Bitte führe den Zeitungsbericht über das Piwipper Böötchen nach seinem letzten Satz weiter.
----- TEXTAUSSCHNITT
Neuss-Grevenbroicher Zeitung Neuss
Jede Menge Geschichten an Bord
Das Piwipper Böötchen war schon Schauplatz von Trauungen und Hunde-Rettungsaktionen auf dem Rhein.
DORMAGEN/MONHEIM Dicke Wolken hängen am Himmel. Es ist grau, nass und kalt. Eigentlich kein schönes Ausflugswetter und schon gar nicht für eine Bootsfahrt. Doch auch an so einem trüben Aprilwochenende mitten im zweiten Pandemiejahr stehen Kapitän und Fährhelfer des Piwipper Böötchens zuverlässig am Stromkilometer 714 „an d`r Kapell“bereit, um Fahrgäste, Tagesausflügler und Radtouristen wie seit jeher binnen weniger Minuten ans andere Ufer zu befördern. Das Böötchen, das als Verbindung zwischen Dormagen und Monheim wiederbelebt wurde, geht in sein zehntes Jahr auf dem Rhein, die neue Saison ist gerade gestartet.
----------
----- DATENAUSZUG
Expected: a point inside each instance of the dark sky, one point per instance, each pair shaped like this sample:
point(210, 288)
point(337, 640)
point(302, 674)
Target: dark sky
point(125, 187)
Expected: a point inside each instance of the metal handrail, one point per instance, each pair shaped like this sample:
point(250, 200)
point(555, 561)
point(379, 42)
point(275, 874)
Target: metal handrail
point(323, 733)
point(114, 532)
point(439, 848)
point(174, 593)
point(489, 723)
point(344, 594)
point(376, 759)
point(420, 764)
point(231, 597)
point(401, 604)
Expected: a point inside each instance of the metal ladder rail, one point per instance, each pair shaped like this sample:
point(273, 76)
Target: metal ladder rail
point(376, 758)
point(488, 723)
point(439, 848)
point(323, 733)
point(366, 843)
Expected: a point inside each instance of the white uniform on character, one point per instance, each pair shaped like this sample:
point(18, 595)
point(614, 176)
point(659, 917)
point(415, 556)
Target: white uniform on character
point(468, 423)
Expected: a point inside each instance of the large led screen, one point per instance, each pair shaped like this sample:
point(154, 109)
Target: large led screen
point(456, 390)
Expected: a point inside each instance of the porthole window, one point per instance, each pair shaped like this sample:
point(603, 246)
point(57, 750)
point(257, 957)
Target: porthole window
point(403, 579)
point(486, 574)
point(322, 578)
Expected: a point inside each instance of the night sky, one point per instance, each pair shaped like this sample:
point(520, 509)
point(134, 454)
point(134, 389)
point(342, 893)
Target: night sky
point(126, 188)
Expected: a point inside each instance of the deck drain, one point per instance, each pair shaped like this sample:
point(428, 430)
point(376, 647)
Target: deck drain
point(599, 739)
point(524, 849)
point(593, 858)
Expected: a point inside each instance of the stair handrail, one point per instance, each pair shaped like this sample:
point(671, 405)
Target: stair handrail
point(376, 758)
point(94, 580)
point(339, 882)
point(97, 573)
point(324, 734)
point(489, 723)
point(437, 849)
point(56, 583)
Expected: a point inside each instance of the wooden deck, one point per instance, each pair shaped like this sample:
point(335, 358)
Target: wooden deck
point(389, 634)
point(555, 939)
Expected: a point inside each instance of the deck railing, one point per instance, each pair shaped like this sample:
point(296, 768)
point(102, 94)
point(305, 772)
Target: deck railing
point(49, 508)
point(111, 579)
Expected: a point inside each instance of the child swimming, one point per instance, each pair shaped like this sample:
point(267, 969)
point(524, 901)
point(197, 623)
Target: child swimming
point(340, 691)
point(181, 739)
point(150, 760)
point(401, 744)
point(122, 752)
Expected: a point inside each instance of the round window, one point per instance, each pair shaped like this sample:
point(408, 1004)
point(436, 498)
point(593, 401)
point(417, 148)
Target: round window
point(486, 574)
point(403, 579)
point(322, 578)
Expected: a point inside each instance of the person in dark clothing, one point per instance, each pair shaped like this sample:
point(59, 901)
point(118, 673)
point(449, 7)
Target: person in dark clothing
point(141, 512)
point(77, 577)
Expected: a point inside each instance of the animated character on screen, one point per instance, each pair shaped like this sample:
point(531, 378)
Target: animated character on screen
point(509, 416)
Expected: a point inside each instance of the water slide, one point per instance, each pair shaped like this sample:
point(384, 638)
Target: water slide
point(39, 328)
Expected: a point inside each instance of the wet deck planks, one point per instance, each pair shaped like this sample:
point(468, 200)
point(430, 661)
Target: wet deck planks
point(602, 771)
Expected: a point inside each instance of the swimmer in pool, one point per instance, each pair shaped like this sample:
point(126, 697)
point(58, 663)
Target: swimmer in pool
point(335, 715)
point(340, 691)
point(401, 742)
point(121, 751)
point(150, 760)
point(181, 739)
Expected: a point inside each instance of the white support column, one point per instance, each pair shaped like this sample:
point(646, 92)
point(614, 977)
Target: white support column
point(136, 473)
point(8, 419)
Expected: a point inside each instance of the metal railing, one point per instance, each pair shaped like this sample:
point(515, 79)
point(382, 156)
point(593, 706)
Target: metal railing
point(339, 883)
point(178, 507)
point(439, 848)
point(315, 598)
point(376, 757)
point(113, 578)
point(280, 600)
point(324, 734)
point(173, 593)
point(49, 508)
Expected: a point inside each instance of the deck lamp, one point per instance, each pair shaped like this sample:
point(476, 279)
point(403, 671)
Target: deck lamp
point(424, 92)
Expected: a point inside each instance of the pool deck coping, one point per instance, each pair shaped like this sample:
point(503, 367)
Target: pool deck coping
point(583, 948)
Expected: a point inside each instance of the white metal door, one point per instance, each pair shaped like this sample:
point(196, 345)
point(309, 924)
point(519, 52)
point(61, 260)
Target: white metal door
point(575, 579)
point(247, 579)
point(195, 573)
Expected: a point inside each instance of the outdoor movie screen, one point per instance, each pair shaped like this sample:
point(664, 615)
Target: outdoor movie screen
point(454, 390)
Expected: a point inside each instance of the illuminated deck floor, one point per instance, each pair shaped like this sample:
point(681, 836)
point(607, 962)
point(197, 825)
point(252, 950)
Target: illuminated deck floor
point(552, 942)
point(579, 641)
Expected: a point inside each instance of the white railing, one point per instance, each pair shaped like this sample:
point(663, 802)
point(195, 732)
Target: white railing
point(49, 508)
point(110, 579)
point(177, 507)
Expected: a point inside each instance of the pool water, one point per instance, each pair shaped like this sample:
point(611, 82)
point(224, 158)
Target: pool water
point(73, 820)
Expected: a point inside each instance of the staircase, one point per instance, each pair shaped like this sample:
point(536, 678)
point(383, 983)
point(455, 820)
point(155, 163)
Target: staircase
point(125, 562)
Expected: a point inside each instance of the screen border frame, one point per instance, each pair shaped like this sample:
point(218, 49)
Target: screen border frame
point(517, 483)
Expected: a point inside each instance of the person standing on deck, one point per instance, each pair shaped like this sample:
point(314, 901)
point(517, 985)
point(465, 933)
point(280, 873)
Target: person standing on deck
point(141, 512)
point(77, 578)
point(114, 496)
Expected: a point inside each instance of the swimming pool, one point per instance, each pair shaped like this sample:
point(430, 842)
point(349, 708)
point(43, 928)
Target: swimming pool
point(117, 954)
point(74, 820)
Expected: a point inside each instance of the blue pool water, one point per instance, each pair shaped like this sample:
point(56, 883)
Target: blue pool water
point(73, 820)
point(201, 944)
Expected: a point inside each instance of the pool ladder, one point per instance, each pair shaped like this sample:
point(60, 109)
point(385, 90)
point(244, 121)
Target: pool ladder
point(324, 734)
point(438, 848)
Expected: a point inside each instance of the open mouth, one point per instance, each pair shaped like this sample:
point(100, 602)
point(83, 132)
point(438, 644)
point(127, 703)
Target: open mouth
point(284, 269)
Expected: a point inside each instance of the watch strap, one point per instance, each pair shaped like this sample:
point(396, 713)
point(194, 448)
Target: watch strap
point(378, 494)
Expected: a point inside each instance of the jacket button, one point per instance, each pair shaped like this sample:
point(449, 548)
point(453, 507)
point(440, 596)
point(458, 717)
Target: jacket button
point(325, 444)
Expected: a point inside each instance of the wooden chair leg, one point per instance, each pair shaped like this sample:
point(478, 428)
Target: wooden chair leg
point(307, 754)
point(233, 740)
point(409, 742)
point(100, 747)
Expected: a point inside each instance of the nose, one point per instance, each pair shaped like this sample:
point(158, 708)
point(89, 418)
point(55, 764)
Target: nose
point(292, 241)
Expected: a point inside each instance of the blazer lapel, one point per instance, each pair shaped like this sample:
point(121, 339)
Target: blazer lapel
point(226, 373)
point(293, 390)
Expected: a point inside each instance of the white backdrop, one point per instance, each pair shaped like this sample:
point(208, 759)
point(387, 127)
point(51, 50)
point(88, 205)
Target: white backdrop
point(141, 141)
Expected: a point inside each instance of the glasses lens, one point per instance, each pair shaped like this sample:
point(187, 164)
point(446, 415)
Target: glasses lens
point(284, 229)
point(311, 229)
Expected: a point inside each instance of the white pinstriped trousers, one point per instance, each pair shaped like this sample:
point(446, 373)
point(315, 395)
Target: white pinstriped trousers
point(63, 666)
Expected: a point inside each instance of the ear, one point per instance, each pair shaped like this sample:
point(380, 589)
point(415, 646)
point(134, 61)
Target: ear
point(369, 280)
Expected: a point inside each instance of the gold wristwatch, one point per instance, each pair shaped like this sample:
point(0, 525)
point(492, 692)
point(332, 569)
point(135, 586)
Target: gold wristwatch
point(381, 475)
----------
• [AUSGABE]
Bis jetzt ist die Rückkehr dieses alten Transportmittels, dessen Betrieb vor 2010 lange eingestellt gewesen war, eine Erfolgsgeschichte. Rund 20.000 Passagiere im Jahr, sogar etwa 25.000 in einer Saison mit sehr gutem Wetter, fahren zwischen April und Oktober die paar Hundert Meter über den Rhein von Dormagen nach Monheim und wieder zurück.
„Willkommen auf dem Piwipper Böötchen“, grüßt Heiner Müller-Krumbhaar, wetterfest eingepackt und mit einem Lächeln im
Gesicht, das hinter seiner FFP2-Maske nur an den Fältchen um die Augen zu erkennen ist. Heute fährt der Vorsitzende des Betreibervereins Piwipper Böötchen mit seinem sprichwörtlichen Koffer voller
Geschichten persönlich mit. In all' den Jahren des Piwipper Böötchens auf dem Rhein hat der betreibende Verein einiges erlebt.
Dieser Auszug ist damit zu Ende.